Pull every line that includes the word "rough" out of the data below and copy it.

━━━━━━

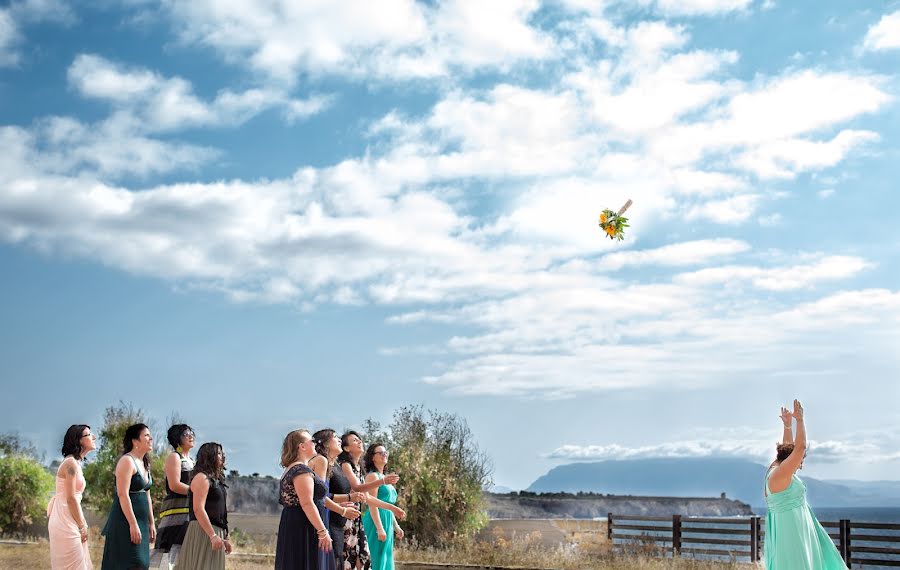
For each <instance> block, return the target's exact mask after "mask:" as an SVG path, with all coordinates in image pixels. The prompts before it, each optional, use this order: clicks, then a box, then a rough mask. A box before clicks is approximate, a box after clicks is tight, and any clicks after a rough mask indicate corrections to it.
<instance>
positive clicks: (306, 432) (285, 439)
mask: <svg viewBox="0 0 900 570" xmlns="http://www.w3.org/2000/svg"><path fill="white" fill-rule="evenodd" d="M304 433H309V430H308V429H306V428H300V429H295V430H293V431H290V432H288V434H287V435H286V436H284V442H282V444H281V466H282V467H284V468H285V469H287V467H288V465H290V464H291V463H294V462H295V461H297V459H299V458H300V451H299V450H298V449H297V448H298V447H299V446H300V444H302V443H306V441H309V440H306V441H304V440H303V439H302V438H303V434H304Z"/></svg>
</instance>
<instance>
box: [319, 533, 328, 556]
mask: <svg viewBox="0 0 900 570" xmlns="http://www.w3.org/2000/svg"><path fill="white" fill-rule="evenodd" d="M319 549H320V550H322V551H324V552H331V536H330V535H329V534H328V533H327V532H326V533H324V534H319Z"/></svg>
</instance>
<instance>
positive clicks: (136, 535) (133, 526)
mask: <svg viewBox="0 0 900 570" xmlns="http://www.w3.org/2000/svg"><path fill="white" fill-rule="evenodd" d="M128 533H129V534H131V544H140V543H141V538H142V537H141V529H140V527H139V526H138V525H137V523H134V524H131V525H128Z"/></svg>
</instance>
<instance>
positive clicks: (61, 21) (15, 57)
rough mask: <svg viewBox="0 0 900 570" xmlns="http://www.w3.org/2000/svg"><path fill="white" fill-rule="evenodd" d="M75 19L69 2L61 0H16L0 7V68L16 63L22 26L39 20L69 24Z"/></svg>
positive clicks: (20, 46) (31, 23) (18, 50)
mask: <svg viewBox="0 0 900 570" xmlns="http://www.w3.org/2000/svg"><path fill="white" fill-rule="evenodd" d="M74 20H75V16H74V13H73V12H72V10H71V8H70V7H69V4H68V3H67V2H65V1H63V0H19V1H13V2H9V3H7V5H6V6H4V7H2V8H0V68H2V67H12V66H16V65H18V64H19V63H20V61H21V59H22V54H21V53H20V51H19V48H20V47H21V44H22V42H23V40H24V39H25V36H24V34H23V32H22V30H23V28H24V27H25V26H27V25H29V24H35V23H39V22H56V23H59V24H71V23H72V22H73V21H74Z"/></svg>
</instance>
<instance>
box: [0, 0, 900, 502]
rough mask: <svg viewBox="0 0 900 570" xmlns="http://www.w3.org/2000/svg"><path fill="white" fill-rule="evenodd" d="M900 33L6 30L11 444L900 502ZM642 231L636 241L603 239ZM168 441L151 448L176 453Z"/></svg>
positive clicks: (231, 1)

━━━━━━

* Exercise output *
For each <instance> block, return the target's exact mask after "mask:" as an SVG path, with all coordinates in image pixels. The prompts before it, each optional, use this order: clicks, then a box, then a rough mask. A box before clicks is approximate, a box after clicks is tight, and any clicks after a rough mask indicate corrections to it.
rough mask: <svg viewBox="0 0 900 570" xmlns="http://www.w3.org/2000/svg"><path fill="white" fill-rule="evenodd" d="M75 19L69 2L61 0H16L0 7V68L16 63L22 26L39 20L69 24Z"/></svg>
rough mask: <svg viewBox="0 0 900 570" xmlns="http://www.w3.org/2000/svg"><path fill="white" fill-rule="evenodd" d="M900 33L6 30L11 444L900 502ZM642 231L636 241L603 239ZM168 441L151 448L176 453Z"/></svg>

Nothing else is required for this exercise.